- Assignment -
Pull out each line in the entries below that contains the string "with", and copy those lines unchanged.

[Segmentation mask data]
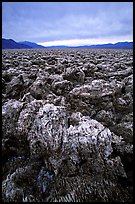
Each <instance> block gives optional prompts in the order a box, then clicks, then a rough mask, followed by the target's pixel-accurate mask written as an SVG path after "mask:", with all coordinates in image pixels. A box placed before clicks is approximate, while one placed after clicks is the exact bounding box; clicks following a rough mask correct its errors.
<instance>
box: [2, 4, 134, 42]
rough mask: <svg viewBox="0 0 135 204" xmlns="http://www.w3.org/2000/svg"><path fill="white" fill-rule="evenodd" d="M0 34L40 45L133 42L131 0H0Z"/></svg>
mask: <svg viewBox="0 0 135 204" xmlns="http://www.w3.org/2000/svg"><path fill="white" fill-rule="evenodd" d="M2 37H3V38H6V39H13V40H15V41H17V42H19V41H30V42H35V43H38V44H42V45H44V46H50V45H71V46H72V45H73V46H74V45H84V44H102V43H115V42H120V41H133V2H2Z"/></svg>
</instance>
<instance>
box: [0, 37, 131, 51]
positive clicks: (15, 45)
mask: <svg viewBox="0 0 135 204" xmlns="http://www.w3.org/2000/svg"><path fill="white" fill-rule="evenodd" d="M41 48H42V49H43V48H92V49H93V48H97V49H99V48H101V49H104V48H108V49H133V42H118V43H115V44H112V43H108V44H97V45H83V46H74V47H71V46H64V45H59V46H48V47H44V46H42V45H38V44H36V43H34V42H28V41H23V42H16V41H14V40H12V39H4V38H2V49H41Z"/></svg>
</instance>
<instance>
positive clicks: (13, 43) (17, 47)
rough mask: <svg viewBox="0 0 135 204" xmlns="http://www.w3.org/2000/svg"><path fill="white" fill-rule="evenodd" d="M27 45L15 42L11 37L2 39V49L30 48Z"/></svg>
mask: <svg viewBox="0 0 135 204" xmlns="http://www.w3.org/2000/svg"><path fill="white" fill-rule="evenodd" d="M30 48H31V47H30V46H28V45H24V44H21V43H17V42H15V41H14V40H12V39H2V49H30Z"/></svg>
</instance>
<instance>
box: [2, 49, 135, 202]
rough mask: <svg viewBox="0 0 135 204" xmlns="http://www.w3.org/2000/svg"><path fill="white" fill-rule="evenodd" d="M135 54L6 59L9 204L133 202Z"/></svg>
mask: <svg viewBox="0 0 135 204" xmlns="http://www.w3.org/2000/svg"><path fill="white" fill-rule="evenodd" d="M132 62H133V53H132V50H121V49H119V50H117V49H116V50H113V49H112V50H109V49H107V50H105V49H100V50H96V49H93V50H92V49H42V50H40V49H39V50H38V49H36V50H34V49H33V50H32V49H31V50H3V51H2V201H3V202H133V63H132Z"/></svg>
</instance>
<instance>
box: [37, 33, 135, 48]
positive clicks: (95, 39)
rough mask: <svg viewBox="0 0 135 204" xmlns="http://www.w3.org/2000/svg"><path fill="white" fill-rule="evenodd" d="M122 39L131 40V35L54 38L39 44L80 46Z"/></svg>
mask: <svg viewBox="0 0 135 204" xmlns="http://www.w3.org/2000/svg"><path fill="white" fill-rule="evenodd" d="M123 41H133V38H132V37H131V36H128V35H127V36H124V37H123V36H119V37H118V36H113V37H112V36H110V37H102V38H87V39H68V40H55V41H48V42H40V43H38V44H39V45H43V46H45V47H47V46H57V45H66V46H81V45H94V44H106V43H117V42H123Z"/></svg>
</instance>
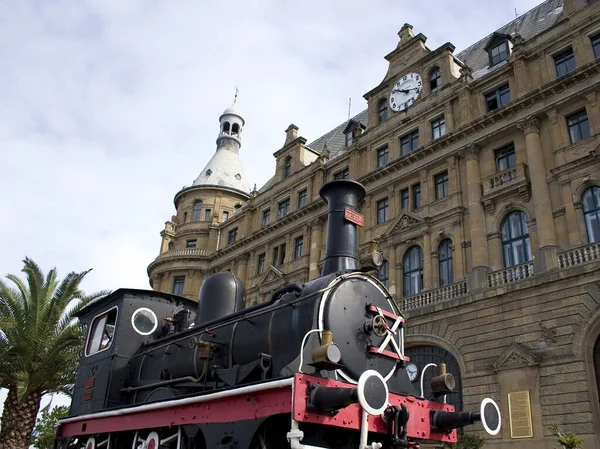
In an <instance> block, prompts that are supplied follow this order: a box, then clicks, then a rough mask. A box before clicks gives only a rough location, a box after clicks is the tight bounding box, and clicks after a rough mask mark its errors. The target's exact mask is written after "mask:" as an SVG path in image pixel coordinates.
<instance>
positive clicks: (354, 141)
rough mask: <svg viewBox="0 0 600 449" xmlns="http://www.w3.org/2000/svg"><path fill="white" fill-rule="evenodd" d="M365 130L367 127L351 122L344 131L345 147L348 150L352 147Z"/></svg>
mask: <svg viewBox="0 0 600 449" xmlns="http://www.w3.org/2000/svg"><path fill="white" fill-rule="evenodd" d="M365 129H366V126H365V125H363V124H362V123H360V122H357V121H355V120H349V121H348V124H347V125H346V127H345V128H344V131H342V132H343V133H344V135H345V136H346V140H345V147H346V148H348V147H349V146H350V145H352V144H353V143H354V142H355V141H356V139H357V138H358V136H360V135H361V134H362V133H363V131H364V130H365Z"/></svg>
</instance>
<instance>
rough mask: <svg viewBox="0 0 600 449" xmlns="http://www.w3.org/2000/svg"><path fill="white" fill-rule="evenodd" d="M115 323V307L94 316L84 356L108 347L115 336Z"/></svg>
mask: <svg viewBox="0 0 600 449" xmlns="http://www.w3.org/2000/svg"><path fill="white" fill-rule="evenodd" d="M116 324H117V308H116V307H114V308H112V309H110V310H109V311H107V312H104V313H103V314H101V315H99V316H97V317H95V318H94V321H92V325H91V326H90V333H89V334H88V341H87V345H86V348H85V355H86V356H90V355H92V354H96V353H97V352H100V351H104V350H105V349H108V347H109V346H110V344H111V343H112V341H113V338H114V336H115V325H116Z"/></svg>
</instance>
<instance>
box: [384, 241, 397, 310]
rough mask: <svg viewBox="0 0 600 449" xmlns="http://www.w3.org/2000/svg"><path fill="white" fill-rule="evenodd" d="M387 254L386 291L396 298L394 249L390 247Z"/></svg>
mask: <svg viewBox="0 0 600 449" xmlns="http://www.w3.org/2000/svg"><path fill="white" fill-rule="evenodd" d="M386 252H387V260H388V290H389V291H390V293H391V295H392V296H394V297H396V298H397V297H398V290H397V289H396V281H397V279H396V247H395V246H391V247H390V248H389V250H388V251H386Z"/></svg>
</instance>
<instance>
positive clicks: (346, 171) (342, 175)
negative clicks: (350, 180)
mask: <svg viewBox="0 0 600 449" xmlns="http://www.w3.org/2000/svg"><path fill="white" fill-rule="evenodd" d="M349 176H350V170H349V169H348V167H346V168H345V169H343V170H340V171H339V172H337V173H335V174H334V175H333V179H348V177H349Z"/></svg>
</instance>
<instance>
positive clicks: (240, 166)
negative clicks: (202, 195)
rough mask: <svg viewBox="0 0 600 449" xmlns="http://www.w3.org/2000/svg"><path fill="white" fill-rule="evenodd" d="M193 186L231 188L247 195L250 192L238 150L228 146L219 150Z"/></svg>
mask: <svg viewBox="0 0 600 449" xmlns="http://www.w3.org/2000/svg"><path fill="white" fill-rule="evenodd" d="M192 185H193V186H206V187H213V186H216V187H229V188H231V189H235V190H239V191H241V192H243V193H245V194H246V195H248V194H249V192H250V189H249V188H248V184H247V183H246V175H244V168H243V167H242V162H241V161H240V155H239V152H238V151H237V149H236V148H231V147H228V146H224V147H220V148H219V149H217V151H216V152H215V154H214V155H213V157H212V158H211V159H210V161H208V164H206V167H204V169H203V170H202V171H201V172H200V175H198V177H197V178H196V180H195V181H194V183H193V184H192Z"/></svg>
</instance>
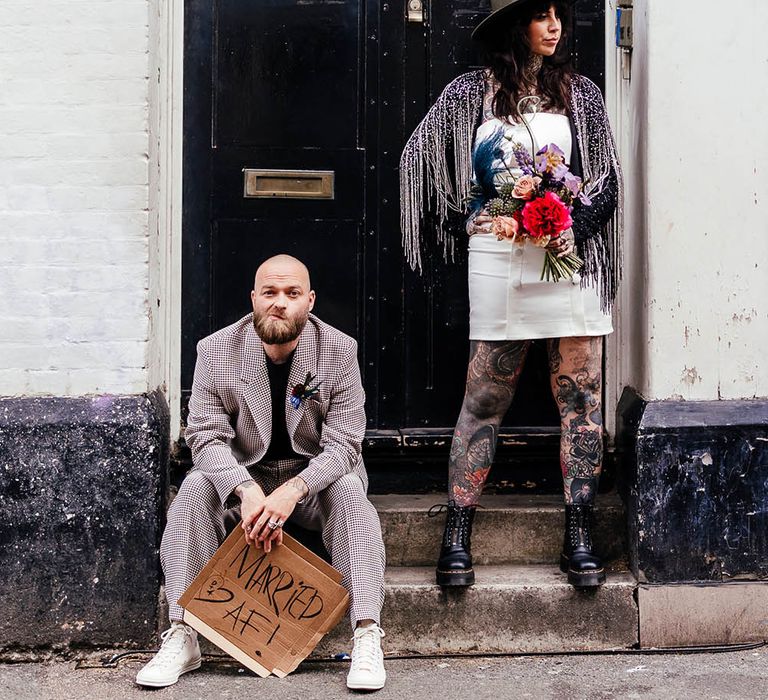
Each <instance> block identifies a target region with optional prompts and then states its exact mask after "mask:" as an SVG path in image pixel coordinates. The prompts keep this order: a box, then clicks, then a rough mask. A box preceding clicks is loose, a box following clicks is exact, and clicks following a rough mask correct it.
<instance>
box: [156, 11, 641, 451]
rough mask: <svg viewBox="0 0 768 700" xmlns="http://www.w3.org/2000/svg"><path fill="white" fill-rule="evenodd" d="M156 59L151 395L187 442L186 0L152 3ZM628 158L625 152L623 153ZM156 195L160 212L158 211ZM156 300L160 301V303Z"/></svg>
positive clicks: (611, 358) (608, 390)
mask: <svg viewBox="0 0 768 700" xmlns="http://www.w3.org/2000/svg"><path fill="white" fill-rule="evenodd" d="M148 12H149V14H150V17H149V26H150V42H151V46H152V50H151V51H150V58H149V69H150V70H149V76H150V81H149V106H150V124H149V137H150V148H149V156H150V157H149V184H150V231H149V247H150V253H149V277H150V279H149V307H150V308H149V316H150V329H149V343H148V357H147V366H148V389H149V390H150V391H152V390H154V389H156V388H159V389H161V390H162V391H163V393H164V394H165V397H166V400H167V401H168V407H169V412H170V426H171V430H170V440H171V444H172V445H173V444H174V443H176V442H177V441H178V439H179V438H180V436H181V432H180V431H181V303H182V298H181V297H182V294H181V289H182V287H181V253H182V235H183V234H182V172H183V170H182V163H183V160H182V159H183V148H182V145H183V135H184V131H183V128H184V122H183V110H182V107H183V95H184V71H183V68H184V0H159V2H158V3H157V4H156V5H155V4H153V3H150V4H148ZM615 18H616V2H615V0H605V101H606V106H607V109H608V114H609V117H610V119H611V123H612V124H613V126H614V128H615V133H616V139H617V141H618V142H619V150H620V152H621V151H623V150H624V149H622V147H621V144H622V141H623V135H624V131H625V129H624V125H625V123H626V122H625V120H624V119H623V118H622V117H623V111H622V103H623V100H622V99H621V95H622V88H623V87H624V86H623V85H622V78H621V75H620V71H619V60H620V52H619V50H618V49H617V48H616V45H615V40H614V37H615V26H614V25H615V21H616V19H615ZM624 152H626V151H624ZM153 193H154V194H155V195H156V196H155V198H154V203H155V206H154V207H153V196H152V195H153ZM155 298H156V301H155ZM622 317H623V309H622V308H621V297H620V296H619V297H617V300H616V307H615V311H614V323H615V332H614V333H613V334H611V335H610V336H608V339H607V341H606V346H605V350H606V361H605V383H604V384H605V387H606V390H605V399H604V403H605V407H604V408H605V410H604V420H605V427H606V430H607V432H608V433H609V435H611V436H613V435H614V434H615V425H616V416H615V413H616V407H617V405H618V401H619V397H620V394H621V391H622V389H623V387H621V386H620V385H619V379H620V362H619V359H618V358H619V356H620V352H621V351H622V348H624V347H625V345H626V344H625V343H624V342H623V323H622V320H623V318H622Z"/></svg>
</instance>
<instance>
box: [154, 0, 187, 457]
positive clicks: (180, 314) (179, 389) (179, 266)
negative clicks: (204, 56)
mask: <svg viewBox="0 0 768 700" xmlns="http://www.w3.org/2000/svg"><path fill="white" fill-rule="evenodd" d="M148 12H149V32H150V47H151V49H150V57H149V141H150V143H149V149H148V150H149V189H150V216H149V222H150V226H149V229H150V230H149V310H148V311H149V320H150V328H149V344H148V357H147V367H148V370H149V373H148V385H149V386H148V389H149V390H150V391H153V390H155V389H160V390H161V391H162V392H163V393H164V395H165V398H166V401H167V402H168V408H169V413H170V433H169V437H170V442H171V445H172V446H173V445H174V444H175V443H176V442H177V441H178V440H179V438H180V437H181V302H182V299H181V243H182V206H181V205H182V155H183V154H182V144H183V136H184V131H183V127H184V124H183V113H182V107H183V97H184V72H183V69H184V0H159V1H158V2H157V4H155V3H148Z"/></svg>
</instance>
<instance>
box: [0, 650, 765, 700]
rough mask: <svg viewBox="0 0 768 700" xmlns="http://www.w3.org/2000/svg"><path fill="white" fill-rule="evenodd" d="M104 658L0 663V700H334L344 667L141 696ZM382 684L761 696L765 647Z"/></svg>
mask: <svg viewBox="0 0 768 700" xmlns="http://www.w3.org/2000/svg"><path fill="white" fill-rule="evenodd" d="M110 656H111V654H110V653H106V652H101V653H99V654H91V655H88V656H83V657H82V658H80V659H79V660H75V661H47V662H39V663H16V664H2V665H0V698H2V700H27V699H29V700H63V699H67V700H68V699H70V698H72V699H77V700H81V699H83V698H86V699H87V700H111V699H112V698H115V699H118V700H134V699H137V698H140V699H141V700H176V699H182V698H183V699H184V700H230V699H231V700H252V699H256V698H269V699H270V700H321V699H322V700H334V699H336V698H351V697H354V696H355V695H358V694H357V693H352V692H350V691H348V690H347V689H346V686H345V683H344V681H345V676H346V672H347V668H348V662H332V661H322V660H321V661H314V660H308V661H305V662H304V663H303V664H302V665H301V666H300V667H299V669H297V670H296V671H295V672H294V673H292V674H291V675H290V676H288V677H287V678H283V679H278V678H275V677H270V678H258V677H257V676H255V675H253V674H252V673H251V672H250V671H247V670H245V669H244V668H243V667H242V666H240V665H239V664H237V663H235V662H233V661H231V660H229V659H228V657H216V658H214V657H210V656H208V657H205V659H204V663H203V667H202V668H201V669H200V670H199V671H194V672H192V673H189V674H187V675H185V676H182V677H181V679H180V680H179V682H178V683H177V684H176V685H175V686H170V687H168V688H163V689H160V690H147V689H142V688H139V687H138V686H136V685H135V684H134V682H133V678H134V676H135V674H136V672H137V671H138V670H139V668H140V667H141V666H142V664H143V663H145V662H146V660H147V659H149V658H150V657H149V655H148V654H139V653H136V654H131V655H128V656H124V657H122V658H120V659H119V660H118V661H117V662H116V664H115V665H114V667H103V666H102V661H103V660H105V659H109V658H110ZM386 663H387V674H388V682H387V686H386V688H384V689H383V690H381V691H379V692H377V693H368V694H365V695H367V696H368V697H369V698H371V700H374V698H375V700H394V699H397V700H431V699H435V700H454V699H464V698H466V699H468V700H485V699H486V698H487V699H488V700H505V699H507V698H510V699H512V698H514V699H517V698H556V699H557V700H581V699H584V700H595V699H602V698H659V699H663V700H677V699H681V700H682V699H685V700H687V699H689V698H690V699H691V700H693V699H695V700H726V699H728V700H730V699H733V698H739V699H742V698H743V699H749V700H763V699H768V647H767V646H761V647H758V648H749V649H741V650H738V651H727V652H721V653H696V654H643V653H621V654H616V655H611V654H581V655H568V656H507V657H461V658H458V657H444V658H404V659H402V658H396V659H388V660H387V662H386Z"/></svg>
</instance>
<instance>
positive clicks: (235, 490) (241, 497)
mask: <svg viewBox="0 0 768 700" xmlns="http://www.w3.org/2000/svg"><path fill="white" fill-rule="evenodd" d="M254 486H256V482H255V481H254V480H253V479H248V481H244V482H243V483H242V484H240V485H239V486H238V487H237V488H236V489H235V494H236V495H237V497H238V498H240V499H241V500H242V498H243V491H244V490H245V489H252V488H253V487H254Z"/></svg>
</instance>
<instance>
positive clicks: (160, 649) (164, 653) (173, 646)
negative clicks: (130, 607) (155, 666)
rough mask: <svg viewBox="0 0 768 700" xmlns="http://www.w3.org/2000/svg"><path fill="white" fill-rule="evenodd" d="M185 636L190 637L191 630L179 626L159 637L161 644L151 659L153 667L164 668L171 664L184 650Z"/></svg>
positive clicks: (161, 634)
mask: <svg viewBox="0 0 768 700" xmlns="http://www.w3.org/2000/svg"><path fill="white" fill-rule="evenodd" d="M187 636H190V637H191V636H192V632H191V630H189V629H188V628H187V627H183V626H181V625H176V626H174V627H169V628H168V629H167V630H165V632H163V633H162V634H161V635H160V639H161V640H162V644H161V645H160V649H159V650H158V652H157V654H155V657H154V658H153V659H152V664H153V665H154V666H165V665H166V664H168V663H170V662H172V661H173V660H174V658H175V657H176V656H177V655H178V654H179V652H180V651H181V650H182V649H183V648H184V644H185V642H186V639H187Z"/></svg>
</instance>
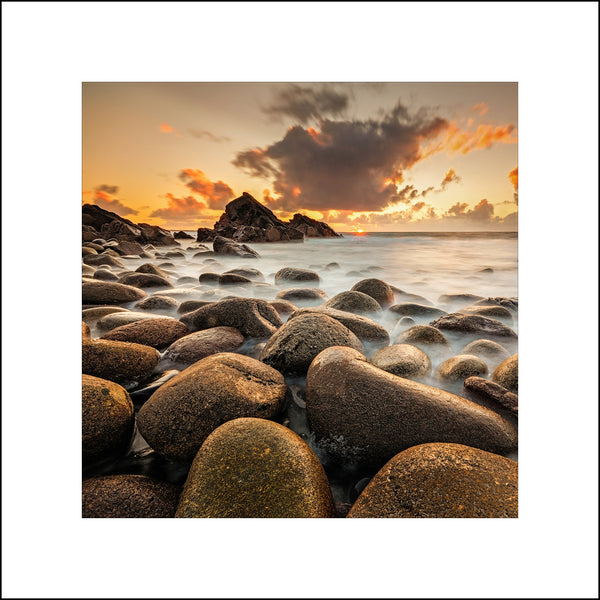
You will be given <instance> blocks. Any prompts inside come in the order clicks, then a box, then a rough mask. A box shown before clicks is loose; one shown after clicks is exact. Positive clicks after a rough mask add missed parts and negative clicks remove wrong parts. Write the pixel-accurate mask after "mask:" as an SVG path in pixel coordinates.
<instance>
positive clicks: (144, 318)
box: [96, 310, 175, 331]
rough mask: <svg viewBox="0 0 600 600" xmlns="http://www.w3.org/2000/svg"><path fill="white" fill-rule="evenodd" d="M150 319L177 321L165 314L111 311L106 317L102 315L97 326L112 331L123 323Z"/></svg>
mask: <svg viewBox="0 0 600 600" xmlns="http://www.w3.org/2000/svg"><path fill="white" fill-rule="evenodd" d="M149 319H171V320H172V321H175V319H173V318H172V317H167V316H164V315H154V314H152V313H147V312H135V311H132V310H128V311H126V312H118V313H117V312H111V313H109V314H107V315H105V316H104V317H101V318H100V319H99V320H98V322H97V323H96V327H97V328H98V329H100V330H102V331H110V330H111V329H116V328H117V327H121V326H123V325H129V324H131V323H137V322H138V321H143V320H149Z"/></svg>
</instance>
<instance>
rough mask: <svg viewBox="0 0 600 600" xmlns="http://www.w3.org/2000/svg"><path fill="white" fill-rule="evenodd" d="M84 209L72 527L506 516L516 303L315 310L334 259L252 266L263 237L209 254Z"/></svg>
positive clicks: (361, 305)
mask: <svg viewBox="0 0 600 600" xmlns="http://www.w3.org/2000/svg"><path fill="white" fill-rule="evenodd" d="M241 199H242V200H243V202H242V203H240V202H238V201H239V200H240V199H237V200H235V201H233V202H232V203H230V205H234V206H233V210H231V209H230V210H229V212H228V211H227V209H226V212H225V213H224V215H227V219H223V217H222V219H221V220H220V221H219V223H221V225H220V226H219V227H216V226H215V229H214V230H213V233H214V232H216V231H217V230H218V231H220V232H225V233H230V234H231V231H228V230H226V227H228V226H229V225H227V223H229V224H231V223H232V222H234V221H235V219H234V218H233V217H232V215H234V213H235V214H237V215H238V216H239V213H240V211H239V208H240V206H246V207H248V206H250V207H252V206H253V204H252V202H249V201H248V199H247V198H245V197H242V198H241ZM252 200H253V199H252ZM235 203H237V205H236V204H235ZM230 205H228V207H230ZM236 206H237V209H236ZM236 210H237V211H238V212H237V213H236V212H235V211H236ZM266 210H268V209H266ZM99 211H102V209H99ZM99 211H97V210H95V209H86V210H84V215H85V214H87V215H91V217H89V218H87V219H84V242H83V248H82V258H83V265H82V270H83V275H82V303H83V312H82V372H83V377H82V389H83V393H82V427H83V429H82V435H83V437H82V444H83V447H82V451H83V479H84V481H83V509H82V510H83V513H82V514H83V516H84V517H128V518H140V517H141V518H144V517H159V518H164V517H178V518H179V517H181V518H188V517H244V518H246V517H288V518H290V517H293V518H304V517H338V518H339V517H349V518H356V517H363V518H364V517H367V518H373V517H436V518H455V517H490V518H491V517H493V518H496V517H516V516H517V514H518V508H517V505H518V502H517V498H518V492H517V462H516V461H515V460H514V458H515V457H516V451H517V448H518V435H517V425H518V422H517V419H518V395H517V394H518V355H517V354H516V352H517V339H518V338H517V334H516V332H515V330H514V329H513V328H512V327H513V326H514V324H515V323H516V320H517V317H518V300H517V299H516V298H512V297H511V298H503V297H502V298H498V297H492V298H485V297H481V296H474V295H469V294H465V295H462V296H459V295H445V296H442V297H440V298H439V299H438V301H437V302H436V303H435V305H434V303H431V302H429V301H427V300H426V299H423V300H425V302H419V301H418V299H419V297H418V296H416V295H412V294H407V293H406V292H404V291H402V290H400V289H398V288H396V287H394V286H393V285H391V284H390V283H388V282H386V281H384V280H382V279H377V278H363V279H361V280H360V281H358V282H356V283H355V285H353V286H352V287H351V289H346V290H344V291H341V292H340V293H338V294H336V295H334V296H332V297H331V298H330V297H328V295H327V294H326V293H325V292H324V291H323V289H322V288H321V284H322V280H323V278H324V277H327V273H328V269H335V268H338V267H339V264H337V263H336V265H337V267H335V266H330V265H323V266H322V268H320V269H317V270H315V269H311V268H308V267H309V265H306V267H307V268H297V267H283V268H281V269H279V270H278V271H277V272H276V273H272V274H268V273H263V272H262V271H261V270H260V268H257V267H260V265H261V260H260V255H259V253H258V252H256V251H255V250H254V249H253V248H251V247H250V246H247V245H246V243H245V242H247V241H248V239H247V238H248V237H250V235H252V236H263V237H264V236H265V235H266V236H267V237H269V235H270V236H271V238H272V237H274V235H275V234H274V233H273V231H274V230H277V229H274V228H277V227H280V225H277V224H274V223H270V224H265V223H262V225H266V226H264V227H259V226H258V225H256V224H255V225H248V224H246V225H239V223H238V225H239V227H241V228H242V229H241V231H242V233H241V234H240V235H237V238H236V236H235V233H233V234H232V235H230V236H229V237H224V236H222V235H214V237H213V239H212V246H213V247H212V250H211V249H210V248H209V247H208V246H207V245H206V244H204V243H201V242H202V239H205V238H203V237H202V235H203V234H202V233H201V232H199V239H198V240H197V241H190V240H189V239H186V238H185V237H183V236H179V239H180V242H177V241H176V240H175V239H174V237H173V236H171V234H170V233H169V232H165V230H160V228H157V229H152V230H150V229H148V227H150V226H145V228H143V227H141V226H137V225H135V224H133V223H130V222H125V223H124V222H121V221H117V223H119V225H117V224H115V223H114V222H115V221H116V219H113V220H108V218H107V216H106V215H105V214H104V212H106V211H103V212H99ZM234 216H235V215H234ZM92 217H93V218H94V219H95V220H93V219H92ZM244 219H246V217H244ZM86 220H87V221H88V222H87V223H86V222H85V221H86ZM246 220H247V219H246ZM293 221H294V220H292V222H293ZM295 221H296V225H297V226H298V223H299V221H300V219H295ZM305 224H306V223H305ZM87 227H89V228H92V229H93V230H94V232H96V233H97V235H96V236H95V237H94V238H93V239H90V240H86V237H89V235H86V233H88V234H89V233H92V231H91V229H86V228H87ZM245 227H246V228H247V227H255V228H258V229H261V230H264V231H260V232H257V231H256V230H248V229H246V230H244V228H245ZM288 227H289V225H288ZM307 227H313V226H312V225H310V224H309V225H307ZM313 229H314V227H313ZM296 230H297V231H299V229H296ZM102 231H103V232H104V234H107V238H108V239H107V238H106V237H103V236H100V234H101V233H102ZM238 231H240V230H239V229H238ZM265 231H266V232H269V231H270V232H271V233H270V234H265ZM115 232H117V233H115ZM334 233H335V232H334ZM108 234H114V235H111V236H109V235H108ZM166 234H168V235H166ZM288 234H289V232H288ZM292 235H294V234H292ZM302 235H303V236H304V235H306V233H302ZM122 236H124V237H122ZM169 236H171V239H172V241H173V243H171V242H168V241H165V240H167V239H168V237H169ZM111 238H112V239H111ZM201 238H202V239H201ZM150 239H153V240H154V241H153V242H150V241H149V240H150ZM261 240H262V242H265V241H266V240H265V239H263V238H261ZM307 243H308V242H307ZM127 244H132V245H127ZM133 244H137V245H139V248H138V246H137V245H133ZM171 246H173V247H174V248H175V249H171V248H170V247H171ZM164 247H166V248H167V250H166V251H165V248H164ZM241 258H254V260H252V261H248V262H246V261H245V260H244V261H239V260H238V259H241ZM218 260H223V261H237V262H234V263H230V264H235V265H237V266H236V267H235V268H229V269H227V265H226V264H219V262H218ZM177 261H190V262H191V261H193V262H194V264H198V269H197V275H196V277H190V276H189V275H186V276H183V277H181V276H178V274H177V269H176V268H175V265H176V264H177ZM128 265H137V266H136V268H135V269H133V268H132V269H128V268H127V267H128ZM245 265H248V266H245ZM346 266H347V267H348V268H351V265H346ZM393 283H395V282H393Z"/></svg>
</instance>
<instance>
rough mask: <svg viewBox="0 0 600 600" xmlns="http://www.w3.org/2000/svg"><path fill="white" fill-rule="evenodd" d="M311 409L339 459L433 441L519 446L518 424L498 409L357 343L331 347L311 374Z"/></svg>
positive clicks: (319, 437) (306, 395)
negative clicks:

- Result -
Each <instance> block gives optional prompts in the order a box, then clicks, then a rough mask, followed by the target's pixel-accurate mask written as an SVG path after "mask:", with all coordinates in image pixels. A box placed before clicks is approximate, while one placed after clicks is the exact bounding box; clicks following a rough mask correct its errors.
Each <instance> block identifies a target region with optional prompts and then states its exact mask after "mask:" as an SVG path in image pixel coordinates. The prompts keep this order: a box, then clicks, then a rough mask. A box preceding clicks is loose, a box following clicks is exact, and clicks following a rough mask correct it.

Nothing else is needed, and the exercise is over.